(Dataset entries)
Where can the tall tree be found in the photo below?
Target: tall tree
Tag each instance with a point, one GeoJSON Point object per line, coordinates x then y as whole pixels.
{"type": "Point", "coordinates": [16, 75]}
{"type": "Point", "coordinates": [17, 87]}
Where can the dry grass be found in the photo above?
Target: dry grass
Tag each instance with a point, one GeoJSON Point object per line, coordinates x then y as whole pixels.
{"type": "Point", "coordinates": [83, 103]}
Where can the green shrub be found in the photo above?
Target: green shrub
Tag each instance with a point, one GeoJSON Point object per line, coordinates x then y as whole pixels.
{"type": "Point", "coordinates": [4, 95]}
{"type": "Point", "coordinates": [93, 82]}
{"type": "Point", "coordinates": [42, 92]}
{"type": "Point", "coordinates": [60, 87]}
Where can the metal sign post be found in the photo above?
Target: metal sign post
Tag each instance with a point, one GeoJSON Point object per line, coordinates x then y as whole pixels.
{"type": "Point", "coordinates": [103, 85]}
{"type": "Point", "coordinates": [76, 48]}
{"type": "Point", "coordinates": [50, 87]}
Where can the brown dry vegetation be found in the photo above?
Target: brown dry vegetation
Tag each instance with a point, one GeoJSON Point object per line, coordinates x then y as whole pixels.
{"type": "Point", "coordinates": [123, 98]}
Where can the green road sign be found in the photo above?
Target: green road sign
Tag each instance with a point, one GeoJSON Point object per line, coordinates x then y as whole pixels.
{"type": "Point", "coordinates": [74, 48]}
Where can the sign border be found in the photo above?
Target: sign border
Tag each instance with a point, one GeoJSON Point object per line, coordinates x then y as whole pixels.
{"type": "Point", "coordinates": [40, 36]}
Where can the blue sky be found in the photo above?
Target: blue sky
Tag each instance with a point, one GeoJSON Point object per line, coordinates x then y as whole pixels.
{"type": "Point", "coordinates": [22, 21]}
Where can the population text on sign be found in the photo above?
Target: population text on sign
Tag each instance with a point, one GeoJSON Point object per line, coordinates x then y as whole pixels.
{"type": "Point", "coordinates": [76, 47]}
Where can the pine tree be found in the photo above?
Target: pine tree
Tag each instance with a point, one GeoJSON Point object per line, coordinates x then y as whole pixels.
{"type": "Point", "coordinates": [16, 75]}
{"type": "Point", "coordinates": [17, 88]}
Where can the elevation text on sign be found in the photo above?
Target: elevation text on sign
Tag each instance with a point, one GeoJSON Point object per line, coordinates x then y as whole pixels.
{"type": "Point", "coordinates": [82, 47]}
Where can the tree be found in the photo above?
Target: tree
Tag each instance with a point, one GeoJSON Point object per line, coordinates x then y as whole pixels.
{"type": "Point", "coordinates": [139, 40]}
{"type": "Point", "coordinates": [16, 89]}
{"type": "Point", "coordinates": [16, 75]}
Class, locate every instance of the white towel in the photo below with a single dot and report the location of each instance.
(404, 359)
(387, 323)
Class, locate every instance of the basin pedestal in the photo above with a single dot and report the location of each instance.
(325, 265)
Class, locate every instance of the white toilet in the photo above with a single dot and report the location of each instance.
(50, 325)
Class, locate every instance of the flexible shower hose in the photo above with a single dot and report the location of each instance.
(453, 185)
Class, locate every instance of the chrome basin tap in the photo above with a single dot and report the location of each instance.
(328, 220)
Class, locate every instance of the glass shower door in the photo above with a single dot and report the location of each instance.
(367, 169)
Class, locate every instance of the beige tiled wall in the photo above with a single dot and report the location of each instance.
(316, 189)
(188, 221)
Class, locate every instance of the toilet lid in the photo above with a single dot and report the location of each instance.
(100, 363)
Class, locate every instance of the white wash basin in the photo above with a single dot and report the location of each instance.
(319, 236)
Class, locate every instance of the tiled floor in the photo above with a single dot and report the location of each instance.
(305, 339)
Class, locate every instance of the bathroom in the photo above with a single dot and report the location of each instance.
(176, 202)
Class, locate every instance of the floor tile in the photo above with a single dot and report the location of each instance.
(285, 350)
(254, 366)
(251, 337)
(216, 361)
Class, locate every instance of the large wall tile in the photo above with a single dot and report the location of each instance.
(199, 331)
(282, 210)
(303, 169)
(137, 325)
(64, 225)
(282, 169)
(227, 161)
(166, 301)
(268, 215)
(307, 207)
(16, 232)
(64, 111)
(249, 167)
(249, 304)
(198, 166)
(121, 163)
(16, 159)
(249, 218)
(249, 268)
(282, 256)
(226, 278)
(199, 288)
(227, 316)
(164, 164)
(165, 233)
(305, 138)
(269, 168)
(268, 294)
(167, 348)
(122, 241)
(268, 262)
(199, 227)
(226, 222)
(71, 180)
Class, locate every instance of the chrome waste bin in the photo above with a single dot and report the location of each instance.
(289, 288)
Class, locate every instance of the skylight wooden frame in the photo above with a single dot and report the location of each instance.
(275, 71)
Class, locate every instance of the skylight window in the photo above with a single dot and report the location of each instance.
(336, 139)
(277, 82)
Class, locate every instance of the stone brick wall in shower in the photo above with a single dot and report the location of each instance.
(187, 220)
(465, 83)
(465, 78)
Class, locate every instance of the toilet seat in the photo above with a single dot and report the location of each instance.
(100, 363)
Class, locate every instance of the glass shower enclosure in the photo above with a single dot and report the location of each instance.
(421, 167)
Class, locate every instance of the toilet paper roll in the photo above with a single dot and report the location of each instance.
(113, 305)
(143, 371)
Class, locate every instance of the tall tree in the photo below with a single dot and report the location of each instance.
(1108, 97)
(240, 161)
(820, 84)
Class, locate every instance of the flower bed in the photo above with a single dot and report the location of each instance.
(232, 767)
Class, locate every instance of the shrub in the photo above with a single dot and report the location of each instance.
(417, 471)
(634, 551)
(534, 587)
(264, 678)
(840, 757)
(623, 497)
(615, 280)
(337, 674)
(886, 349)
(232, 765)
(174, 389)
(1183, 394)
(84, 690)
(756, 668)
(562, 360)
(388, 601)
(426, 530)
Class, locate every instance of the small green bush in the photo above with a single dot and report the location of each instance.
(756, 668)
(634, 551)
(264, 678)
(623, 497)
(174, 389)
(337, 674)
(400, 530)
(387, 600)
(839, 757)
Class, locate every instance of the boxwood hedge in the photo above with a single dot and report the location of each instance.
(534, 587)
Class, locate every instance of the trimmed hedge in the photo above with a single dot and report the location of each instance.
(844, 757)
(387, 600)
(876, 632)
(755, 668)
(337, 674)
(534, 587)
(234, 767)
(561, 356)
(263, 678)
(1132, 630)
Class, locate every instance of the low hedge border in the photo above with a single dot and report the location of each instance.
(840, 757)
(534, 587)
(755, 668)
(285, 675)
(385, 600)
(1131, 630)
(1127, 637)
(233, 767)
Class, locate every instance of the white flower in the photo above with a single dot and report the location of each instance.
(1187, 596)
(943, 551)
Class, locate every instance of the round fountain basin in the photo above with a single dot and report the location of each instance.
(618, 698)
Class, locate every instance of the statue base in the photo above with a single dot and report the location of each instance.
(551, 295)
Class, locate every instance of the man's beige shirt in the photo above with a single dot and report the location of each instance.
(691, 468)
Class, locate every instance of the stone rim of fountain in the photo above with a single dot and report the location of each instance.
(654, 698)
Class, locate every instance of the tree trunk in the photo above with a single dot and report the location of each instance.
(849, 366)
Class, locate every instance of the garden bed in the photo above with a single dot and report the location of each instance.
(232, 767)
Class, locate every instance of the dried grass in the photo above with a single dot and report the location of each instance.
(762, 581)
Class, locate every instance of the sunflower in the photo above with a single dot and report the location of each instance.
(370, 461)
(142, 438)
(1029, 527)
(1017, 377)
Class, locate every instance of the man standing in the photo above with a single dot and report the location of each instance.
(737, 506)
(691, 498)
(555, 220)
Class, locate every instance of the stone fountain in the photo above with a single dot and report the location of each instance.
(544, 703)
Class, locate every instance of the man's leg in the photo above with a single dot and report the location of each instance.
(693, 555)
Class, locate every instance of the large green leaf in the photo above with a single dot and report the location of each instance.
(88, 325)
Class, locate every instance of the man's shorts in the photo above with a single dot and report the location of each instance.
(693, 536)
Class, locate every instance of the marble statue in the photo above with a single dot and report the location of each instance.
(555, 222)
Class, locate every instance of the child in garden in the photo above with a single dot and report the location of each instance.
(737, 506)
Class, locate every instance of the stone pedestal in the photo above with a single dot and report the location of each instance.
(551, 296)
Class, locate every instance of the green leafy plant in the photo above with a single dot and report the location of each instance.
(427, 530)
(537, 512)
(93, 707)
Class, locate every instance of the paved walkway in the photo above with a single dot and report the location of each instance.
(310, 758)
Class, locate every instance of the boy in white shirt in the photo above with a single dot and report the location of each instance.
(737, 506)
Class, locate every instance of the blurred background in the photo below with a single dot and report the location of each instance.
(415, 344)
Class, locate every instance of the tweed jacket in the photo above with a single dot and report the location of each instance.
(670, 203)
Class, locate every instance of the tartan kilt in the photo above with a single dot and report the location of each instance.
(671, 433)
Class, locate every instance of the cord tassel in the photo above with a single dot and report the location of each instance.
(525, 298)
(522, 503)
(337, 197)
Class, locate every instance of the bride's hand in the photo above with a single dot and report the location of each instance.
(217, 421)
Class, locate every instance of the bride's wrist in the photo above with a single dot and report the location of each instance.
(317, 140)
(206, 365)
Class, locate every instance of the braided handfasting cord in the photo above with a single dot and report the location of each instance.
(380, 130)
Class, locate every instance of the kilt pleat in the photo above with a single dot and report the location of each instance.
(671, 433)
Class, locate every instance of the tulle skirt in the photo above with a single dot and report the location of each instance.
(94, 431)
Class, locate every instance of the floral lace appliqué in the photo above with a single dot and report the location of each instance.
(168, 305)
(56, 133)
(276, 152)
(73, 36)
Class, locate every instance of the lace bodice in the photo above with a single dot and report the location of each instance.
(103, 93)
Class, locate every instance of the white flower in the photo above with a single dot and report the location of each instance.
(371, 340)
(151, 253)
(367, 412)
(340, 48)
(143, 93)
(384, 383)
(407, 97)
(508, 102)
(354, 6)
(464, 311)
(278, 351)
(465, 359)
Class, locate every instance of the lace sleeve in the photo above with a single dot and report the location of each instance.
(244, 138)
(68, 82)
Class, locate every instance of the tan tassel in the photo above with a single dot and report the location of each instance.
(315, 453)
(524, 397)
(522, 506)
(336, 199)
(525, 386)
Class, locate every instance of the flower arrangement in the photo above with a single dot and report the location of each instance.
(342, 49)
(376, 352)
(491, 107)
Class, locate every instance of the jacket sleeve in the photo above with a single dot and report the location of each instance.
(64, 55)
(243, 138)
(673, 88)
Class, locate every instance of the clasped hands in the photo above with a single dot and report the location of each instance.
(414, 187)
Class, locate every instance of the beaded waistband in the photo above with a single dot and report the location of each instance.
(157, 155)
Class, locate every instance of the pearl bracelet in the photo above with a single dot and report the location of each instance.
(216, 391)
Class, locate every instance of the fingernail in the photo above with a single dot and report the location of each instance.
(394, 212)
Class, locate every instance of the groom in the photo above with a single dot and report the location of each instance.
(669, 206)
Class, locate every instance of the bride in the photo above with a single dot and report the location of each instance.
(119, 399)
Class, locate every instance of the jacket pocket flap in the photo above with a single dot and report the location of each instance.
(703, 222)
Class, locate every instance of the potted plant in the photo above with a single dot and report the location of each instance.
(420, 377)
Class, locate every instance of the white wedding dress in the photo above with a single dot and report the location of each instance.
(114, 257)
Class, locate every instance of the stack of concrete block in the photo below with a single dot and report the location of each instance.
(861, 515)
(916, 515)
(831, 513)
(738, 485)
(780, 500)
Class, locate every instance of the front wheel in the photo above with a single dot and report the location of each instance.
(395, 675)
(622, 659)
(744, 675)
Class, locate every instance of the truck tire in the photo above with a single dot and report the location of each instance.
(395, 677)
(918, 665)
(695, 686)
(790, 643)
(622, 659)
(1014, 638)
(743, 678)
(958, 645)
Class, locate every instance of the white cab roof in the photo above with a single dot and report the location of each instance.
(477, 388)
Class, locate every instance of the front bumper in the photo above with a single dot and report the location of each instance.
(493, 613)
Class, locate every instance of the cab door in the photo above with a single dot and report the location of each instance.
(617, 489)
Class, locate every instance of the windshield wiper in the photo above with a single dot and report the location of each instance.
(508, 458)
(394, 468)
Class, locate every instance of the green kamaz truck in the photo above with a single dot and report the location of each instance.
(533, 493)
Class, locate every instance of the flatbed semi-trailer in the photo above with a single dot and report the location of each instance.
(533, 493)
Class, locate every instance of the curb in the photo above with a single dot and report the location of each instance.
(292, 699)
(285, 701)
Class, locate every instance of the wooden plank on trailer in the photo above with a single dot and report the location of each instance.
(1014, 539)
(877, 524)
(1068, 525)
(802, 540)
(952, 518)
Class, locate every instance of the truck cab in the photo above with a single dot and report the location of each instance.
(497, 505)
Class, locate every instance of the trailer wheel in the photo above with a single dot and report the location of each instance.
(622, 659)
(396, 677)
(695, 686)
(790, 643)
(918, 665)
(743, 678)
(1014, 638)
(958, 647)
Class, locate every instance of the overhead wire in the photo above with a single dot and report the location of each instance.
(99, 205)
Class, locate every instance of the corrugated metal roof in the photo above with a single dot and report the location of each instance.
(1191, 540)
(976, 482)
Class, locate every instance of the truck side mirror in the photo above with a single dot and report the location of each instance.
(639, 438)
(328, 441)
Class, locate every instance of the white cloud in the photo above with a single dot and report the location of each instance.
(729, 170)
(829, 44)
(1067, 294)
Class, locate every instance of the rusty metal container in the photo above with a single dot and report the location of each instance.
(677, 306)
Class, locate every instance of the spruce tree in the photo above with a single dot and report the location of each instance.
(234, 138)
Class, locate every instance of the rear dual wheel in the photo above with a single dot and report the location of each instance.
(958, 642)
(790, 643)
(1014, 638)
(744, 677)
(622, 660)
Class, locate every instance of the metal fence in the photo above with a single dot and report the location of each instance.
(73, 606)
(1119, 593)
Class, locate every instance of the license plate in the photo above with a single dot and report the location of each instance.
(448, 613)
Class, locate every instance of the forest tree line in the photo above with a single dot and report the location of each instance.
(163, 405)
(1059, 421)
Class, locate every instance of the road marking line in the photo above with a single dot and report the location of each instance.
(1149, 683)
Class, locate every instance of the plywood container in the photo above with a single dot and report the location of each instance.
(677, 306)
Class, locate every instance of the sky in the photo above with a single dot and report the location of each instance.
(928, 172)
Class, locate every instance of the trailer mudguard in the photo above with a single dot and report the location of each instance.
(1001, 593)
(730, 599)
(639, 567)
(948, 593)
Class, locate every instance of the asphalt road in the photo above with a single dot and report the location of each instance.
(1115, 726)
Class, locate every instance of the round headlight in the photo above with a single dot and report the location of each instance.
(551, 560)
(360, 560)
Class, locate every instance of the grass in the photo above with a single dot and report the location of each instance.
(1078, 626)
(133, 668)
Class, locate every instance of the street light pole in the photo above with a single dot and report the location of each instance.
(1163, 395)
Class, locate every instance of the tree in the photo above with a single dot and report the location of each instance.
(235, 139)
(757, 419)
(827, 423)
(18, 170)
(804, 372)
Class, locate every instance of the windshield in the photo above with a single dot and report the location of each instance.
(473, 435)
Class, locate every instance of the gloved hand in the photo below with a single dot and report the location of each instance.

» TASK TO CARRY OUT
Each line of the entries above that contains "population" must be copied into the answer.

» SOLUTION BELOW
Where can the population text on sign be found in the photo above?
Target: population text on sign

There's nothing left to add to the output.